## DOCUMENT SECTION
Benjamin McCulloch was a soldier in the Texas Revolution, Texas Ranger, U.S. marshal, and brigadier general in the army of the Confederate States during the American Civil War.

Contents

Early life

He was born 11 November 1811 in Rutherford County, Tennessee, one of twelve children and the fourth son of Alexander McCulloch and Frances Fisher LeNoir. His father, a Yale University graduate, was an officer on Brig. Gen. John Coffee's staff during the Creek War of 1813 and 1814 in Alabama (and apparently of the Battle of New Orleans in 1814); his mother was a daughter of a prominent Virginia planter. The family had been wealthy, politically influential, and socially prominent in North Carolina before the American Revolution but Alexander had wasted much of his inheritance and was unable even to educate his sons. (Though two of Ben's older brothers had briefly attended a school in Tennessee taught by their neighbor, Sam Houston.) One of Ben's younger brothers was Henry Eustace McCulloch, also a Confederate general officer. Another brother, Alexander, served in the Texas Revolution and as a captain in Mexico.

Ben, who never married (claiming it was because he was always away from home for such long periods), was described as being about five foot ten inches tall, though of slight build, with light hair and brilliant blue eyes.

The McCulloch family, like many on the frontier, moved often by choice or necessity; in the twenty years following their move from North Carolina and Ben's birth, they lived in eastern Tennessee, Alabama, and then western Tennessee, finally settling at Dyersburg, where one of their closest neighbors was David Crockett -- a great influence on young Ben.

In 1834, McCulloch headed west. He reached St. Louis just too late to join the fur trappers headed for the mountains for the season, tried to join a freight company headed for Santa Fe as a mule skinner but was told they had a full complement, and moved on to Wisconsin to investigate the lead-mining business but found all the best claims already staked by the large mining companies. In the fall of 1835, he returned to Tennessee.

Texas career

When Crockett went to Texas in 1835 (following his defeat in his third congressional campaign), Ben McCulloch -- tired of farming, seeking adventure, and with no formal schooling but considerable natural ability for getting things done -- decided to accompany him, as did Henry, planning to meet Crockett's Tennessee Boys at Nacogdoches on Christmas Day. Ben contracted measles, however, and was bedridden for several weeks; they arrived too late at Nacogdoches but pressed on toward San Antonio. The delay prevented them from arriving in San Antonio until the Alamo had already fallen.

McCulloch joined the Texas army under Sam Houston in its retreat to east Texas. Assigned to Capt. Isaac N. Moreland's artillery company at the Battle of San Jacinto (21 April 1836), he commanded one of the "Twin Sisters" -- two six-pounder (2.7 kg) cannon sent to aid the Texans by the citizens of Cincinnati. He made deadly use of grapeshot against the Mexican positions and received a battlefield commission as first lieutenant. For his service (dating before 18 April 1836), McCulloch was issued Texas Bounty Certificate No. 2473 for 320 acres (1.3 km²). In 1839, he also received Donation Certificate No. 776 for 640 acres (2.6 km²), for service at San Jacinto.

## SUPPLIED DATA
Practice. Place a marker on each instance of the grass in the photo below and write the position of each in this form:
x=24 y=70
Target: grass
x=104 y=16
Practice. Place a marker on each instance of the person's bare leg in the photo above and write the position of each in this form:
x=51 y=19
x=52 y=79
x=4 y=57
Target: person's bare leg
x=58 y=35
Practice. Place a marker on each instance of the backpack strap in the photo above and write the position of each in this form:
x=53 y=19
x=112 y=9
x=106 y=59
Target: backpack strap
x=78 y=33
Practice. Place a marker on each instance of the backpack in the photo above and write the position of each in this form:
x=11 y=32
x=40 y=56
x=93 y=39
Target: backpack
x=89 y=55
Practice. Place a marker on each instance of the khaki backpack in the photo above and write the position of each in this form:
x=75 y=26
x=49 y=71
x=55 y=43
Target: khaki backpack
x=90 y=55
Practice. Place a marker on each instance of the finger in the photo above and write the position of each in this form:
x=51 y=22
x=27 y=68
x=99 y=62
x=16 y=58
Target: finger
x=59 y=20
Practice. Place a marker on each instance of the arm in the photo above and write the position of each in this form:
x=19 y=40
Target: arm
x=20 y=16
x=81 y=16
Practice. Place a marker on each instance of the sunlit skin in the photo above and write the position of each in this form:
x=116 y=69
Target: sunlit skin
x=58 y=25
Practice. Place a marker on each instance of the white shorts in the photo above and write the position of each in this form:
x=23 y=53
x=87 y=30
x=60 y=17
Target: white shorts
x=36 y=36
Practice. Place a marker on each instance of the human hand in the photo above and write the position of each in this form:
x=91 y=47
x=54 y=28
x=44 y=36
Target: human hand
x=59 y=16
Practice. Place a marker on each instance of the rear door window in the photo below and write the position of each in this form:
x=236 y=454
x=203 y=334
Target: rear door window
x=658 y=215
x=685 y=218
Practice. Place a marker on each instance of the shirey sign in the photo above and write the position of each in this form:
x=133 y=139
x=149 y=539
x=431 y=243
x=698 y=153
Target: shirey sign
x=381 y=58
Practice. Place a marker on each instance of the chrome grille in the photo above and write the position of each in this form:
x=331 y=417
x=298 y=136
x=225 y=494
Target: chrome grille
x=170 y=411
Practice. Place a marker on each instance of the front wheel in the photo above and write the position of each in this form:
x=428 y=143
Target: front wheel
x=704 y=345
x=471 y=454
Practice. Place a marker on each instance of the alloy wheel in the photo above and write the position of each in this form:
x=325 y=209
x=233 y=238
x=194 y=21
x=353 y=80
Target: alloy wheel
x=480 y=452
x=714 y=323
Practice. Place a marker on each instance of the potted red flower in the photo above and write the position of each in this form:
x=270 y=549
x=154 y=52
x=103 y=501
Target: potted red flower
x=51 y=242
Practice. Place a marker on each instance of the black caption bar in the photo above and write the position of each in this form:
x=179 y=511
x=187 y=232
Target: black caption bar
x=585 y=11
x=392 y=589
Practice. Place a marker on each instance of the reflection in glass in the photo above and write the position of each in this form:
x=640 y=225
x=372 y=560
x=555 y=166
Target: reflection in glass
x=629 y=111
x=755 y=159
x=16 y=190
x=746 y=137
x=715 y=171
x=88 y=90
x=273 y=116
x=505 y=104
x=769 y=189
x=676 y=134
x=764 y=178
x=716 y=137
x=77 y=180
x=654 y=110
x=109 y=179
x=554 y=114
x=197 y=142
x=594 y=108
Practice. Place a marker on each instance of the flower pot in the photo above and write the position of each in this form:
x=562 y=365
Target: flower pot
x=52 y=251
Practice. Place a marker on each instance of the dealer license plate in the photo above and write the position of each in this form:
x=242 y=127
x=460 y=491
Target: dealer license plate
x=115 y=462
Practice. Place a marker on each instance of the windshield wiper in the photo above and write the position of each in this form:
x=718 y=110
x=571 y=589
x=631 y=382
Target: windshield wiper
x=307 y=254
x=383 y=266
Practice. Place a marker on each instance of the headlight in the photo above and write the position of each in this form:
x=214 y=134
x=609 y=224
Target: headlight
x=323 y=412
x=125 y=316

## AIM
Copy the stretch of the Benjamin McCulloch biography from "McCulloch joined the" through "at San Jacinto.", switching "grapeshot" to "canister shot".

## RESULT
McCulloch joined the Texas army under Sam Houston in its retreat to east Texas. Assigned to Capt. Isaac N. Moreland's artillery company at the Battle of San Jacinto (21 April 1836), he commanded one of the "Twin Sisters" -- two six-pounder (2.7 kg) cannon sent to aid the Texans by the citizens of Cincinnati. He made deadly use of canister shot against the Mexican positions and received a battlefield commission as first lieutenant. For his service (dating before 18 April 1836), McCulloch was issued Texas Bounty Certificate No. 2473 for 320 acres (1.3 km²). In 1839, he also received Donation Certificate No. 776 for 640 acres (2.6 km²), for service at San Jacinto.